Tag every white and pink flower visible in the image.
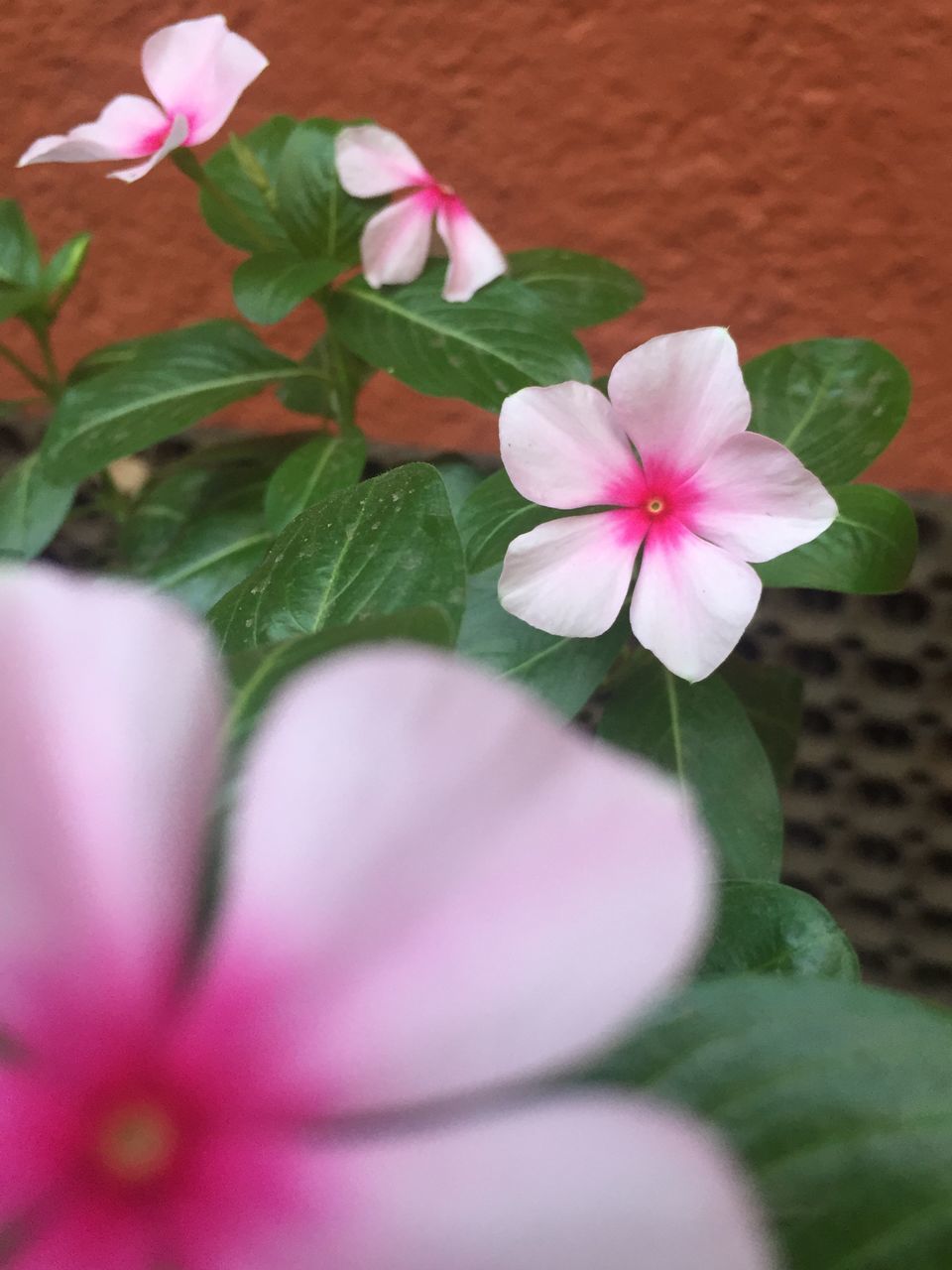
[336,124,505,301]
[499,326,837,680]
[18,14,268,181]
[0,569,772,1270]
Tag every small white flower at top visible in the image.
[18,14,268,182]
[336,124,505,301]
[499,326,837,681]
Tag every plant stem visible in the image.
[169,146,276,251]
[0,344,51,396]
[32,325,62,401]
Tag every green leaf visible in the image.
[0,198,44,289]
[264,433,367,534]
[432,458,486,526]
[231,250,343,326]
[210,463,464,653]
[599,653,783,881]
[277,119,387,264]
[228,604,456,747]
[459,471,566,572]
[278,332,375,427]
[327,262,590,410]
[0,452,76,560]
[718,653,803,786]
[701,881,860,980]
[754,485,919,595]
[199,114,298,251]
[136,498,273,613]
[42,321,300,481]
[0,280,44,321]
[744,339,911,485]
[588,976,952,1270]
[457,568,631,718]
[509,248,645,330]
[119,467,213,571]
[42,234,92,310]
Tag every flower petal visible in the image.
[335,123,430,198]
[499,512,645,636]
[4,1188,155,1270]
[361,194,432,287]
[0,568,221,1062]
[108,114,187,185]
[436,198,507,303]
[201,1093,774,1270]
[142,14,268,145]
[193,648,710,1114]
[608,326,750,473]
[692,432,837,560]
[17,92,168,168]
[631,522,761,682]
[0,1066,69,1229]
[499,382,641,508]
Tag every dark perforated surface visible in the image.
[0,411,952,1002]
[745,495,952,1001]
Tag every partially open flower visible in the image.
[499,326,837,680]
[18,14,268,181]
[336,124,505,300]
[0,571,770,1270]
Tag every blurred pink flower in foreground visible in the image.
[18,14,268,181]
[336,124,505,300]
[499,326,837,680]
[0,571,770,1270]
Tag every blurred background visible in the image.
[0,0,952,490]
[0,0,952,1001]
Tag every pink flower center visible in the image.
[92,1098,181,1188]
[604,454,703,544]
[416,177,466,217]
[130,110,194,159]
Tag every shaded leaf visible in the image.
[231,250,341,326]
[457,568,631,717]
[228,604,456,745]
[754,485,919,595]
[199,114,298,251]
[701,881,860,981]
[718,653,803,786]
[598,652,783,881]
[588,976,952,1270]
[744,339,911,485]
[277,119,389,264]
[42,321,300,481]
[264,433,367,534]
[0,452,76,560]
[327,262,590,410]
[136,498,273,613]
[459,471,568,572]
[210,463,464,653]
[278,332,375,427]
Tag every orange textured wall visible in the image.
[0,0,952,490]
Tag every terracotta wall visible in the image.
[0,0,952,489]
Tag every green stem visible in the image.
[169,146,276,251]
[0,344,51,396]
[33,325,62,401]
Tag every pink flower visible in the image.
[336,124,505,300]
[18,14,268,181]
[0,571,770,1270]
[499,326,837,680]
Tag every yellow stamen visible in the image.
[98,1102,178,1183]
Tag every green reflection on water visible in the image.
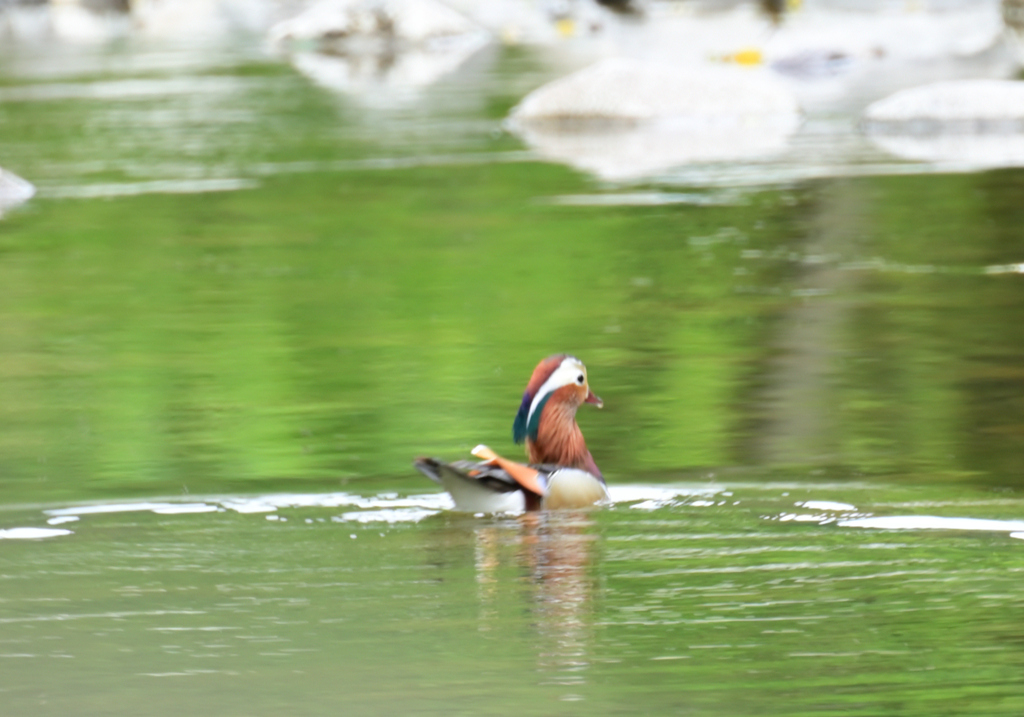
[0,164,1024,500]
[0,37,1024,717]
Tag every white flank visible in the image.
[544,468,608,510]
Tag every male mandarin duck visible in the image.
[414,353,608,513]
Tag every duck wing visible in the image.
[413,458,525,513]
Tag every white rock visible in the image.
[511,58,799,127]
[864,80,1024,168]
[0,168,36,215]
[864,80,1024,131]
[269,0,485,45]
[509,59,800,181]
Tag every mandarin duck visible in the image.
[413,353,608,513]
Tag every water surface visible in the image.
[0,28,1024,717]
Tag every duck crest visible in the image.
[512,353,571,444]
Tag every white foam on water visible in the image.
[608,486,725,503]
[153,503,220,515]
[778,513,831,522]
[0,528,72,540]
[796,501,857,512]
[43,501,217,517]
[46,515,79,525]
[838,515,1024,533]
[39,177,259,199]
[331,508,440,524]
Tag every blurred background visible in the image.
[0,0,1024,502]
[0,0,1024,717]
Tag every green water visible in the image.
[0,37,1024,716]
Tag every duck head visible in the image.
[512,353,604,477]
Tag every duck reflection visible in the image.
[475,511,596,685]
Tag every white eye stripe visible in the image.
[526,356,584,426]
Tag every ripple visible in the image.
[0,528,72,540]
[838,515,1024,538]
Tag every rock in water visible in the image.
[864,80,1024,134]
[863,80,1024,168]
[0,168,36,216]
[269,0,485,51]
[509,58,800,180]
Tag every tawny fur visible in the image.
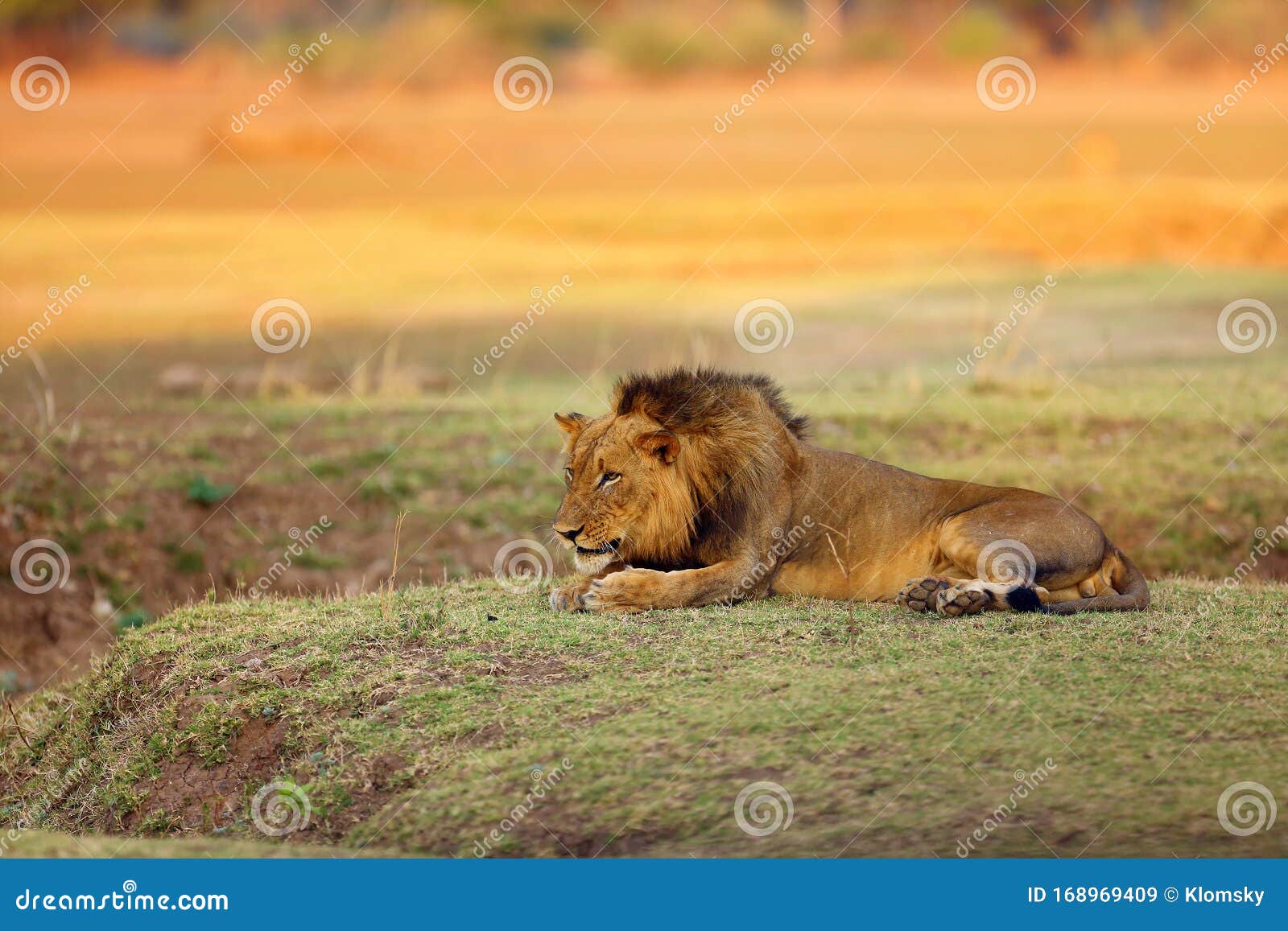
[551,369,1149,617]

* Requirements *
Update all of the records above by replacing "visible in the image" with "shown in the photo" and keeping everything else unchanged. Omit the pictures from your answer.

* The completed task *
Tag every white and pink flower shown in the photo.
[336,124,505,301]
[499,326,837,680]
[18,14,268,181]
[0,569,772,1270]
Tag every small white flower at top shown in the photo.
[18,14,268,182]
[336,124,505,301]
[499,326,837,681]
Tag every plant stem shown in the photo.
[169,146,276,251]
[0,344,51,396]
[32,325,62,401]
Tag every green leaf shown in the photo.
[0,198,44,289]
[264,433,367,534]
[432,458,486,526]
[231,250,343,326]
[210,463,464,653]
[599,653,783,881]
[277,119,387,264]
[228,604,456,747]
[459,471,566,572]
[278,332,375,427]
[327,262,590,410]
[0,452,76,560]
[718,653,803,786]
[701,881,860,980]
[754,485,919,595]
[199,114,298,251]
[136,498,273,613]
[42,321,300,481]
[0,280,44,321]
[744,339,911,485]
[588,976,952,1270]
[457,568,631,718]
[509,248,645,330]
[119,467,213,571]
[42,234,92,310]
Tag every flower petal shown in the photo.
[335,123,430,198]
[499,512,645,636]
[4,1188,155,1270]
[361,194,432,287]
[0,568,221,1062]
[108,114,187,185]
[436,198,507,303]
[201,1093,774,1270]
[142,14,268,145]
[193,648,710,1114]
[608,326,750,473]
[692,432,837,560]
[17,92,168,168]
[631,522,761,682]
[0,1066,69,1229]
[499,382,641,508]
Tag every dark perforated surface shown in the photo.
[0,411,952,1002]
[745,495,952,1001]
Tag every partially open flower shown in the photo.
[499,326,837,680]
[18,14,268,181]
[336,124,505,300]
[0,571,770,1270]
Tag every blurred pink flower in foreground shown in the photo.
[18,14,268,181]
[336,124,505,300]
[499,326,837,680]
[0,571,770,1270]
Tag every blurred background shown in the photo.
[0,0,952,490]
[0,0,952,1001]
Tag every pink flower center shown in the photo.
[92,1098,181,1188]
[604,454,703,544]
[416,177,466,217]
[130,110,194,159]
Tag every shaded leaf shown in the photo.
[231,250,341,326]
[457,568,631,717]
[228,604,456,745]
[754,485,919,595]
[199,114,298,251]
[701,881,860,981]
[718,653,803,786]
[598,652,783,881]
[588,976,952,1270]
[744,339,911,485]
[277,119,389,264]
[42,321,300,481]
[264,433,367,534]
[0,452,76,560]
[327,262,590,410]
[136,498,273,613]
[459,471,568,572]
[210,463,464,653]
[278,332,375,427]
Tag every orange textured wall shown in the photo.
[0,0,952,490]
Tag every terracotta wall shown in the photo.
[0,0,952,489]
Tag every green stem shown in the photo.
[169,146,276,251]
[0,344,51,396]
[33,325,62,401]
Tag every pink flower shown in the photo.
[336,124,505,300]
[18,14,268,181]
[0,571,770,1270]
[499,326,837,680]
Tag every yellow stamen shown in the photo.
[98,1102,178,1183]
Tag every green reflection on water shown in the photo.
[0,164,1024,500]
[0,37,1024,717]
Tag every white flank shown in the photo.
[544,468,608,510]
Tag every male mandarin duck shown in the photo.
[414,353,608,513]
Tag every duck wing shown in the photo.
[413,458,525,513]
Tag every white rock shown in the photo.
[511,58,799,127]
[864,80,1024,168]
[0,168,36,215]
[864,80,1024,131]
[269,0,485,45]
[509,59,800,181]
Tag every mandarin duck shown in the photo.
[413,353,608,513]
Tag every water surface shown in the photo.
[0,28,1024,717]
Tag every duck crest shown in the photo.
[512,353,571,444]
Tag every white foam on water shown in the photo.
[608,486,725,503]
[153,503,220,515]
[778,513,831,522]
[0,528,72,540]
[796,501,857,512]
[43,501,217,517]
[46,515,79,525]
[838,515,1024,533]
[39,177,259,199]
[331,508,440,524]
Tag every blurred background shown in the photo.
[0,0,1024,502]
[0,0,1024,717]
Tag every green water shown in the photo.
[0,37,1024,716]
Tag every duck head shown in the photo.
[512,353,604,477]
Tag every duck reflection shown in the photo.
[475,511,596,685]
Tag every white eye stripe shown in the photo.
[526,356,584,426]
Tag every ripple shown in the photo.
[0,528,72,540]
[838,515,1024,538]
Tag every rock in water shown in the photo.
[864,80,1024,134]
[863,80,1024,168]
[0,168,36,216]
[269,0,485,51]
[509,58,800,180]
Tag every tawny fur shown in the photo.
[551,369,1149,617]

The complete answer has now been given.